(Entries from an annotation dataset)
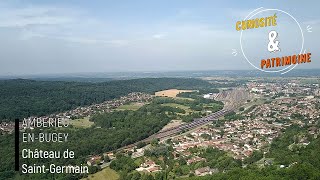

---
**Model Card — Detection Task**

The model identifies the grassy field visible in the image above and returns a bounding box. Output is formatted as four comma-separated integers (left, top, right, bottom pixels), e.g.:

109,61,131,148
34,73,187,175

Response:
117,103,144,111
83,168,119,180
70,117,93,128
161,103,192,114
155,89,193,97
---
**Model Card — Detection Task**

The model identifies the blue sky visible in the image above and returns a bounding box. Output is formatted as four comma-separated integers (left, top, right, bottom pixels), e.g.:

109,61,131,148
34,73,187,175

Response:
0,0,320,75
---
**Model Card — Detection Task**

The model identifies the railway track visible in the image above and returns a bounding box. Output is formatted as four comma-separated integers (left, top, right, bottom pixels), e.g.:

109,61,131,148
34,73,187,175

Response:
118,109,234,150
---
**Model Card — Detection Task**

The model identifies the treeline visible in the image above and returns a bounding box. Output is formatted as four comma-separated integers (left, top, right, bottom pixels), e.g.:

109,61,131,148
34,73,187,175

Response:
0,105,180,179
0,78,213,121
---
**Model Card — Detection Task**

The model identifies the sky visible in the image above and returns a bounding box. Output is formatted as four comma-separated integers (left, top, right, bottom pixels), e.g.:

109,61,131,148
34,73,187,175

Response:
0,0,320,75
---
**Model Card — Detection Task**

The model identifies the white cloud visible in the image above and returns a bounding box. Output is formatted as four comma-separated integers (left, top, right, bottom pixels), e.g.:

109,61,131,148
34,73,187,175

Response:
152,33,167,39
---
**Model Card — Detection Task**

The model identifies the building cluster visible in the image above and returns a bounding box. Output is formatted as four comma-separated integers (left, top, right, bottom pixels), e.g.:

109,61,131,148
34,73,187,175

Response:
162,83,320,164
0,92,153,133
136,159,161,173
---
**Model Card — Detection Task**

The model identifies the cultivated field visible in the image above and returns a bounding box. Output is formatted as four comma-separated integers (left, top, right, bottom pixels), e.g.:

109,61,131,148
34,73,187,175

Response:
155,89,194,97
70,117,94,128
83,168,119,180
117,102,145,111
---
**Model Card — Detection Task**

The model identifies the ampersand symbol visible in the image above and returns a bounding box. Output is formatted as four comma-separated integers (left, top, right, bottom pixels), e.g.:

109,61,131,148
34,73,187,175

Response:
268,31,280,52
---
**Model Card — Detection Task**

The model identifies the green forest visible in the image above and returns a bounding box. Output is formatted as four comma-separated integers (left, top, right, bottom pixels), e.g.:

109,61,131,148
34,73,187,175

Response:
0,78,213,122
0,78,218,179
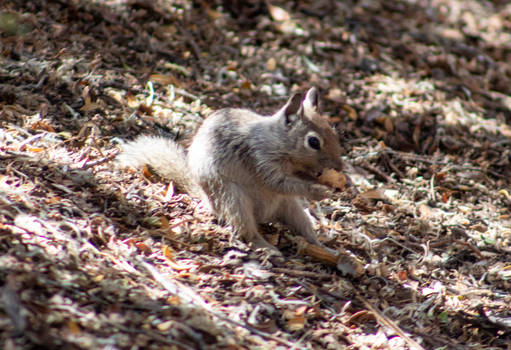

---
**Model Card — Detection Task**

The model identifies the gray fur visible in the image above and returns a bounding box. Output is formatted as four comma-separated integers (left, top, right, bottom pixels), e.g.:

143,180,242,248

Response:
120,88,342,252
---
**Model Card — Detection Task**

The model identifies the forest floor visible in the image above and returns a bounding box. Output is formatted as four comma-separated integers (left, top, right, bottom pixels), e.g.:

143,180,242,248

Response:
0,0,511,349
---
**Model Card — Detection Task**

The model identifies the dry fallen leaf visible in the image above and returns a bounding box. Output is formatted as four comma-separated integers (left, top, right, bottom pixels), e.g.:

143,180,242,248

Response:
318,169,347,190
268,4,291,21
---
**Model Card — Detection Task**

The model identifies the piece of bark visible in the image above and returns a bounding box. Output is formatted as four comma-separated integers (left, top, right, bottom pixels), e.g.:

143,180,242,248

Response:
298,237,364,278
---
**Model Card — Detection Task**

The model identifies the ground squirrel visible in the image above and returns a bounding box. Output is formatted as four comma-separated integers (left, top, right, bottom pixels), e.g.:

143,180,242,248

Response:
119,88,342,253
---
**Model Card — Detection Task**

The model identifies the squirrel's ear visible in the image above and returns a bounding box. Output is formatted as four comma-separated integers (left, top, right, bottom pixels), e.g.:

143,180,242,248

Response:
302,87,319,113
277,94,302,124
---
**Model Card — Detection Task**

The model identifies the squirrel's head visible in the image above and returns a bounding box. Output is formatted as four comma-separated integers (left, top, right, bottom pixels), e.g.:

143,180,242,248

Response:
276,87,343,178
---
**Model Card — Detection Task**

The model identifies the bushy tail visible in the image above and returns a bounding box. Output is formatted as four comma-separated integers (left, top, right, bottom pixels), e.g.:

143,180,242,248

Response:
117,136,201,196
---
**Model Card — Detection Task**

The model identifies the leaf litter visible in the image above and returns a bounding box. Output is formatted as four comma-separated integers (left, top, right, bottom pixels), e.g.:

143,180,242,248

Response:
0,0,511,349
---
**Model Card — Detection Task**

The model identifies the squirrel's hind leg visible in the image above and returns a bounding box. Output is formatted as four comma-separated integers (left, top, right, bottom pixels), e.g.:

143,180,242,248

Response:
277,197,322,246
203,181,281,255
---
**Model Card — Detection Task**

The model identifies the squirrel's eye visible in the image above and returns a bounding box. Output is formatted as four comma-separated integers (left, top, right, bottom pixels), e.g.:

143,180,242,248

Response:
307,136,321,150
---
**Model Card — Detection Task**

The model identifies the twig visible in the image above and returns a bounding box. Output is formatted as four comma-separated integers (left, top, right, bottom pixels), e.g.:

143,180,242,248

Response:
272,267,332,279
137,257,294,347
81,152,119,170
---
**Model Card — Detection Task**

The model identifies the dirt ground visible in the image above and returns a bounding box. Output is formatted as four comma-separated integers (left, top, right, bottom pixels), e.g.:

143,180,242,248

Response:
0,0,511,350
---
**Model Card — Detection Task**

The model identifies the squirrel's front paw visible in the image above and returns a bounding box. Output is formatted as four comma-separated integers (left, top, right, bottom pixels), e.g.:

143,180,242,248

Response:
307,184,332,200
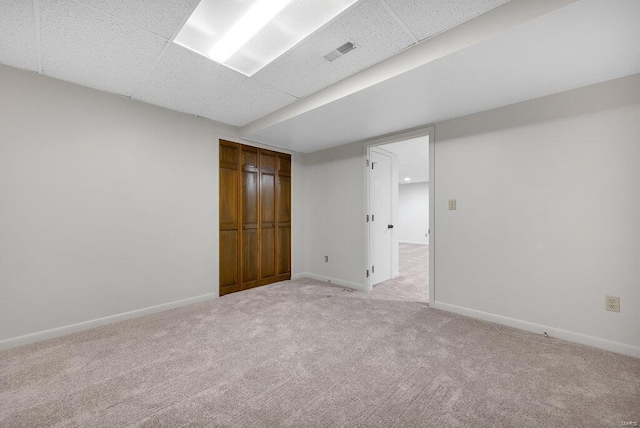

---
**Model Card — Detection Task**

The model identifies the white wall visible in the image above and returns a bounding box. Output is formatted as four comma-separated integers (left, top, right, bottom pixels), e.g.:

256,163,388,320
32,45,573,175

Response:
0,66,304,348
304,143,366,289
398,182,429,245
434,75,640,357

Exercise: Gather every line of the records that contains the word "forest" and copy each one out in full.

Response to the task:
The model identifies the green forest visible in the image above and returns a bounding box. Output is formatted as four comma-separated integers (left, top, right, bottom pixels), e.g.:
The model identifies the forest floor visible in the image above and returns a bounding box. Output is formatted as four comma-separated integers (left, top, right, bottom pixels), e.g.:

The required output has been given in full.